→ **What you need to do**
Using the entries that follow, please report how many lines contain the word "railing", with no other words.

→ **Recorded information**
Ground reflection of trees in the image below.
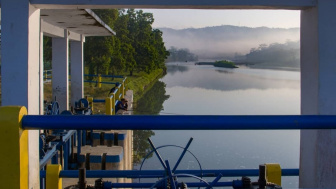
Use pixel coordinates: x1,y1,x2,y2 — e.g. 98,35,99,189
133,130,155,164
133,81,170,164
135,81,170,115
167,65,189,75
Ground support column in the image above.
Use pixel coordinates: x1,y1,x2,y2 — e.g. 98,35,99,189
1,1,40,188
40,25,44,114
70,36,85,107
300,0,336,187
52,30,69,112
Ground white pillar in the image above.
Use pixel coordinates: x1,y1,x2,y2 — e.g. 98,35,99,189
40,26,44,114
300,0,336,187
70,36,85,107
52,30,69,112
1,1,40,188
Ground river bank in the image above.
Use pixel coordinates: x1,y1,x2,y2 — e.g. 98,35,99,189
40,69,164,114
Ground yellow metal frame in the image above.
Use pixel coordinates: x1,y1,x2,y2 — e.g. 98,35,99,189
105,97,113,115
87,96,94,112
265,163,281,186
98,74,102,88
0,106,29,189
46,164,62,189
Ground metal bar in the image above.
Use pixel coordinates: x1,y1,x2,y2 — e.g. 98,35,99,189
148,138,167,170
84,74,124,78
40,169,299,178
99,81,117,85
77,130,82,157
206,174,223,189
101,74,124,78
172,137,193,172
51,151,58,164
82,130,86,146
40,144,58,169
62,130,76,144
64,140,69,170
71,134,75,162
84,80,97,83
93,99,106,103
103,181,235,188
23,115,336,130
165,160,177,189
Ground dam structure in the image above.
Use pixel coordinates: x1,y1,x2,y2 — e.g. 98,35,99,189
1,0,336,188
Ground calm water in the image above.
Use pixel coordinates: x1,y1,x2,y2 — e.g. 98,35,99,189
134,62,300,188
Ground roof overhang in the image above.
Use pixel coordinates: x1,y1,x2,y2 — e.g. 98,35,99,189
41,9,115,39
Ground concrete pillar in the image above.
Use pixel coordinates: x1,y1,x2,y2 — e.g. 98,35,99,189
52,30,69,112
300,0,336,187
70,37,84,107
1,1,40,188
40,27,44,114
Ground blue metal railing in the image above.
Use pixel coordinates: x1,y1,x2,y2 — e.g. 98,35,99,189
22,115,336,130
39,169,299,178
85,74,124,79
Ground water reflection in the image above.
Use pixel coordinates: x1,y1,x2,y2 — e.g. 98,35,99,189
163,63,299,91
133,81,170,164
134,62,300,188
166,64,190,75
134,81,170,115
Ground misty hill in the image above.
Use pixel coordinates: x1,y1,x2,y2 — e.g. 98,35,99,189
159,25,299,60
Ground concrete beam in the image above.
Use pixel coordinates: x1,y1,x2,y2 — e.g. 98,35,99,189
41,20,83,41
1,1,40,188
31,0,315,10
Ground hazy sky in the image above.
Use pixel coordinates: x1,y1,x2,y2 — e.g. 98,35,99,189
143,9,300,29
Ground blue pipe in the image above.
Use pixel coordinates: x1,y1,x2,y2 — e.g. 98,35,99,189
84,80,97,83
99,81,117,84
23,115,336,130
40,169,299,178
63,141,69,170
102,181,236,188
93,99,106,103
84,74,124,78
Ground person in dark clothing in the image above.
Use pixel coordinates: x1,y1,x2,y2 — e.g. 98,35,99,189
108,82,120,96
115,98,128,114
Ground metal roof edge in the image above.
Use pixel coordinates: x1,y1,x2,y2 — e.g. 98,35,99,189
84,9,116,36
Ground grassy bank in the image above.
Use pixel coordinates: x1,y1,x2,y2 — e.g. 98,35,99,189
126,69,164,102
43,69,164,114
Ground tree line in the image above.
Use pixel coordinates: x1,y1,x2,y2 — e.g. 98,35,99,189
243,41,300,68
43,9,170,76
166,47,198,62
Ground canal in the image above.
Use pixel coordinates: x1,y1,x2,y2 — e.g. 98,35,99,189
134,62,300,188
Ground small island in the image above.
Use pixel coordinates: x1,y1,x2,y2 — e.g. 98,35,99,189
214,60,238,68
196,60,238,68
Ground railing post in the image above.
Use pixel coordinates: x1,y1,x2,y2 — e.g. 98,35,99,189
0,106,29,189
112,94,116,115
105,97,112,115
86,96,94,113
98,74,102,88
46,164,62,189
121,82,125,98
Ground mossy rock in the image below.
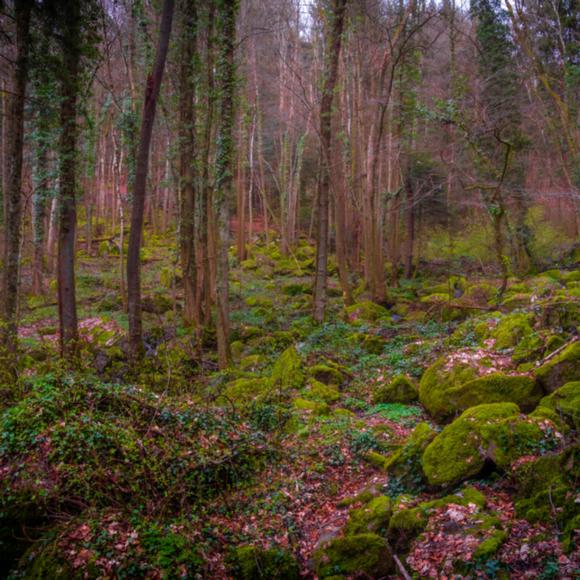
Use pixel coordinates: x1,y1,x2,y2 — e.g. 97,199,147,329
223,377,274,403
513,447,579,544
305,380,340,403
344,496,392,536
422,403,560,487
313,533,393,578
272,346,305,390
535,381,580,430
535,342,580,392
502,292,532,310
245,295,274,308
309,361,348,386
464,283,497,305
445,373,543,414
419,356,479,420
229,545,299,580
373,375,418,404
491,312,534,350
537,298,580,330
382,423,435,491
231,340,244,360
564,270,580,283
292,398,330,415
16,539,74,579
350,333,384,355
345,300,389,323
387,486,486,552
473,529,507,559
529,405,568,432
239,354,266,371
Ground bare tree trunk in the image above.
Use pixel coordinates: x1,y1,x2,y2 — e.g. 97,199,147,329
313,0,347,323
214,0,239,368
403,176,415,278
127,0,175,360
1,0,32,357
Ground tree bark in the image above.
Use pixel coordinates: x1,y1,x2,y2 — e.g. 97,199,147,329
313,0,347,323
127,0,175,360
1,0,33,356
178,0,198,326
214,0,239,368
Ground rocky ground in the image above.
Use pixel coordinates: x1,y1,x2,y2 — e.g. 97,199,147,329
1,238,578,578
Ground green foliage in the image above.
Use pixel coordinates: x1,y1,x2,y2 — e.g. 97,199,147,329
372,375,418,404
228,545,299,580
536,381,580,430
344,496,392,536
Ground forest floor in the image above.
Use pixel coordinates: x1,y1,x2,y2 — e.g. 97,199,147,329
1,235,579,579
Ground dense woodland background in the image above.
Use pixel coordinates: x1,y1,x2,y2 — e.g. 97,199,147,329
0,0,578,578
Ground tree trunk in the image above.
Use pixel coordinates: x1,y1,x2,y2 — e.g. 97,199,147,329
127,0,175,360
313,0,347,323
403,176,415,278
214,0,239,368
1,0,32,356
178,0,198,326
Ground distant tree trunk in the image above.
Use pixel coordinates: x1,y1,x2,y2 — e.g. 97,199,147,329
313,0,347,323
1,0,32,356
32,146,49,295
57,2,81,359
178,0,198,326
214,0,239,368
403,176,415,278
127,0,175,360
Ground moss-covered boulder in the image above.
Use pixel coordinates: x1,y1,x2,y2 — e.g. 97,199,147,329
292,397,330,415
388,487,486,552
422,403,561,487
344,496,392,536
445,373,542,413
229,545,299,580
223,377,274,403
272,346,305,390
382,423,435,491
304,380,340,403
535,381,580,430
491,312,534,349
373,375,418,404
314,534,393,578
345,300,389,323
419,356,478,420
535,342,580,392
309,362,347,386
513,447,579,552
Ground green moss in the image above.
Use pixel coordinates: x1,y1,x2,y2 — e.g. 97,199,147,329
382,423,435,491
337,489,376,508
272,347,305,390
239,354,266,371
309,361,348,386
491,313,534,349
345,301,389,323
565,270,580,283
223,377,274,403
314,534,393,578
305,380,340,403
422,403,557,487
292,398,330,415
373,375,418,404
333,408,356,418
446,373,542,413
245,295,274,308
529,406,568,432
282,282,311,296
473,529,507,559
229,545,299,580
535,342,580,392
344,496,392,536
536,381,579,429
419,357,478,420
363,451,389,469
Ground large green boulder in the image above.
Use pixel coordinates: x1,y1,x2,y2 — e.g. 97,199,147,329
491,312,534,349
535,381,580,430
314,534,393,578
422,403,561,487
382,423,435,491
223,377,274,403
272,346,305,390
229,545,299,579
535,342,580,392
445,373,542,413
419,356,478,420
373,375,418,404
344,496,392,536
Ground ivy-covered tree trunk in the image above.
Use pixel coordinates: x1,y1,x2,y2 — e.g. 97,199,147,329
1,0,33,357
127,0,175,360
214,0,239,368
57,0,81,359
313,0,347,323
178,0,198,326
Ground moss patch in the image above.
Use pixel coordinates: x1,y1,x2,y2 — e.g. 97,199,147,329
373,375,418,404
229,545,299,579
535,342,580,392
272,346,305,390
344,496,392,536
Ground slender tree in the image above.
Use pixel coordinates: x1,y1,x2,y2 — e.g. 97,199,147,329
1,0,33,359
126,0,175,360
214,0,239,367
313,0,347,323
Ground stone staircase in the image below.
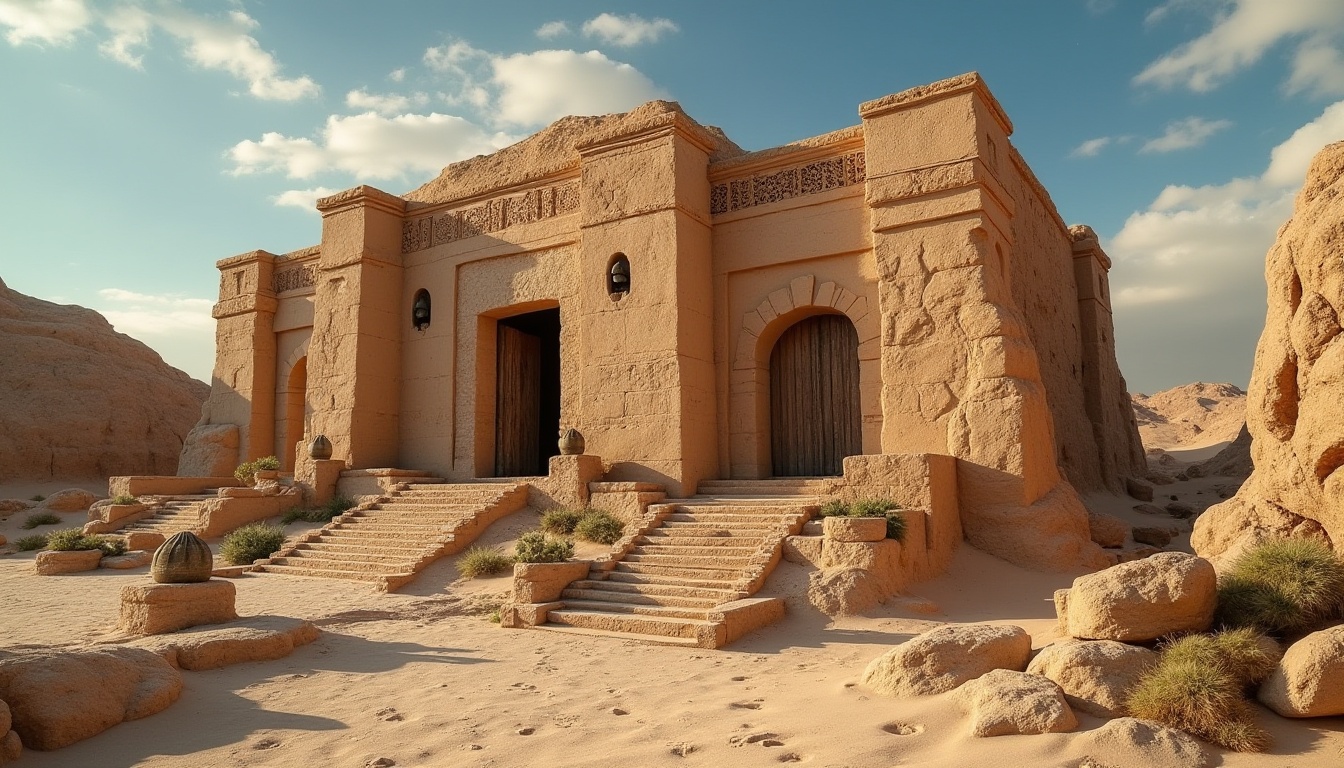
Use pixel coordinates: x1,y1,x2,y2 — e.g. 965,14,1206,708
537,479,829,647
253,480,529,592
121,494,217,535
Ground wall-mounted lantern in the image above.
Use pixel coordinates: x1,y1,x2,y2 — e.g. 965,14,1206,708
608,254,630,299
412,289,432,332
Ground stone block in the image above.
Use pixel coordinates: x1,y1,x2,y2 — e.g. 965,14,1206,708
118,580,239,636
512,561,591,603
101,551,152,570
34,549,103,575
824,516,887,542
123,531,166,552
782,536,824,566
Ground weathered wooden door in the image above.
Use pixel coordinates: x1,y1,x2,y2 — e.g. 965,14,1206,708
770,314,861,476
495,325,542,476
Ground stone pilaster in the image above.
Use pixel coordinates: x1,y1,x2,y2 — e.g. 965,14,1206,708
210,250,278,466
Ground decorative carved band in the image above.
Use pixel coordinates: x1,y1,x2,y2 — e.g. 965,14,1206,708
273,264,317,294
401,179,581,254
711,151,865,216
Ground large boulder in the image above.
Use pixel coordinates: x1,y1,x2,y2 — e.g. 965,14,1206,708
1055,552,1215,642
0,279,208,482
38,489,97,513
1258,625,1344,717
1087,511,1129,548
807,567,886,616
1194,142,1344,561
1026,639,1158,718
127,616,320,671
861,623,1031,697
0,647,181,750
954,669,1076,737
176,423,240,478
1076,718,1209,768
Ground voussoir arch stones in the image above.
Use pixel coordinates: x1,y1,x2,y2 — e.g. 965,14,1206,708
735,274,879,367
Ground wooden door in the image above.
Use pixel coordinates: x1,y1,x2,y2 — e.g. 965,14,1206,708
770,314,861,476
495,325,541,476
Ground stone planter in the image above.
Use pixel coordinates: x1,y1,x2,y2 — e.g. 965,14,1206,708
824,516,888,542
253,469,280,482
34,549,103,575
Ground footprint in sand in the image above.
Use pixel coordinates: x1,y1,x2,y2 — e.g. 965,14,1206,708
668,742,697,757
881,722,924,736
730,699,764,710
252,738,281,750
777,753,803,763
375,707,404,722
729,732,782,747
731,676,748,682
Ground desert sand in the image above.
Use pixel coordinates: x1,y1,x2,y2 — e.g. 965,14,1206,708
3,480,1341,768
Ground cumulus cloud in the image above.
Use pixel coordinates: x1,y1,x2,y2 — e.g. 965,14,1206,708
345,88,428,115
388,67,405,82
535,20,569,39
1107,99,1344,389
0,0,89,45
491,49,667,127
94,288,215,380
1137,0,1344,94
271,186,339,212
0,1,318,100
229,112,515,180
1140,116,1232,153
1071,137,1113,158
581,13,678,46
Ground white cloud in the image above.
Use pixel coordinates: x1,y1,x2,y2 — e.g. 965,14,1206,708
581,13,678,47
388,67,406,82
1140,116,1232,153
535,20,569,39
0,0,90,45
229,112,516,181
0,2,318,100
1136,0,1344,93
271,186,339,212
1071,137,1113,157
424,39,487,73
1107,99,1344,388
93,288,215,381
345,88,428,115
1287,36,1344,98
491,49,667,127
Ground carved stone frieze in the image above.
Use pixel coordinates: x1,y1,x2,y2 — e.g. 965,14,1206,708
710,151,865,215
272,263,318,294
401,179,580,254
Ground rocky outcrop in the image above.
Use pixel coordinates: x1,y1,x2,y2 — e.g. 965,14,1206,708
1258,625,1344,717
1131,382,1247,452
0,647,181,750
1197,424,1253,478
1025,639,1158,718
0,279,208,482
1054,552,1216,642
861,623,1031,697
1194,142,1344,561
38,489,97,513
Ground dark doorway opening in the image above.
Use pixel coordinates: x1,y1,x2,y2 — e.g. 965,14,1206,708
769,313,861,477
495,307,561,476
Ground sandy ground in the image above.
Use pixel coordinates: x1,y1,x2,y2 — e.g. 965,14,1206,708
1,481,1342,767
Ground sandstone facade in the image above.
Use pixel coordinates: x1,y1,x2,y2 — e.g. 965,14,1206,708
0,279,207,482
187,73,1142,571
1194,142,1344,560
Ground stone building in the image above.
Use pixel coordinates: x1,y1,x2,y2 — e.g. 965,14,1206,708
186,73,1144,570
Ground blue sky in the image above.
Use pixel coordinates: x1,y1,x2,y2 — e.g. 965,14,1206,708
1,0,1342,394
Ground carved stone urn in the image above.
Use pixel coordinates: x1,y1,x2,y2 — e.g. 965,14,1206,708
558,428,585,456
309,434,333,461
150,531,214,584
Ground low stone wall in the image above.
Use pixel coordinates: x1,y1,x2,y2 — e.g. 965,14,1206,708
587,481,667,525
336,468,439,500
841,453,960,580
196,493,301,538
500,560,593,627
109,476,241,497
529,455,605,510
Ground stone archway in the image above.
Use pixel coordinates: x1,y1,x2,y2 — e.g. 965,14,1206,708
279,342,309,473
729,274,880,479
770,313,862,476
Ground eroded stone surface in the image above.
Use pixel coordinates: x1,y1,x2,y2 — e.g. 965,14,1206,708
954,669,1076,737
1087,511,1129,549
861,623,1032,697
118,580,238,636
1026,639,1158,718
34,549,103,576
807,567,886,616
127,616,320,671
1056,552,1215,642
1258,625,1344,717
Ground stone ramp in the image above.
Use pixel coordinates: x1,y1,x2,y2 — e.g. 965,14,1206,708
120,494,217,535
536,479,825,647
252,480,528,592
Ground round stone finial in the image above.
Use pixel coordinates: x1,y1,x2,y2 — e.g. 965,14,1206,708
150,531,213,584
558,428,585,456
309,434,333,460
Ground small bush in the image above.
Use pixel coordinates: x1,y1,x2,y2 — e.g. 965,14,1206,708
850,497,898,517
282,495,355,525
220,522,286,565
574,510,625,545
96,537,128,557
457,546,514,578
514,531,574,563
818,499,849,518
28,494,44,502
234,455,282,484
1127,630,1276,752
110,494,137,505
44,528,122,555
16,534,49,551
1216,538,1344,635
21,512,61,529
540,508,585,535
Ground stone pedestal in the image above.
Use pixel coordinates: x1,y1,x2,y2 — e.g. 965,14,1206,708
34,549,103,575
532,454,605,509
295,457,346,506
118,580,238,635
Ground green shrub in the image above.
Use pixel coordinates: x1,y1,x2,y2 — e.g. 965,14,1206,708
514,531,574,563
850,498,898,517
111,494,138,505
220,523,286,565
44,529,123,555
1215,538,1344,635
540,508,585,535
457,546,514,578
574,510,625,545
234,455,281,484
21,512,61,529
282,495,355,525
1127,630,1276,752
16,534,49,551
818,499,849,518
96,537,128,557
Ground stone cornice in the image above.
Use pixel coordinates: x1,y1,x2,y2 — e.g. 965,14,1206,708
859,72,1014,136
709,126,864,181
316,185,406,217
215,249,277,271
576,110,721,157
212,293,277,319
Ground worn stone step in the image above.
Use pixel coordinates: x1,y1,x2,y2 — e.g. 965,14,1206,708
317,530,444,543
269,555,411,573
300,542,428,557
636,534,765,547
282,548,420,565
253,563,385,582
560,588,718,610
631,543,758,556
558,599,709,620
329,521,450,534
531,623,701,648
544,609,711,640
599,570,738,589
613,562,743,581
570,578,737,602
656,521,776,534
624,553,752,569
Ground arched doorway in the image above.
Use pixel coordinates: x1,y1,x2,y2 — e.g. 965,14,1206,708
494,308,561,477
282,356,307,473
769,314,860,476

→ **Reply**
2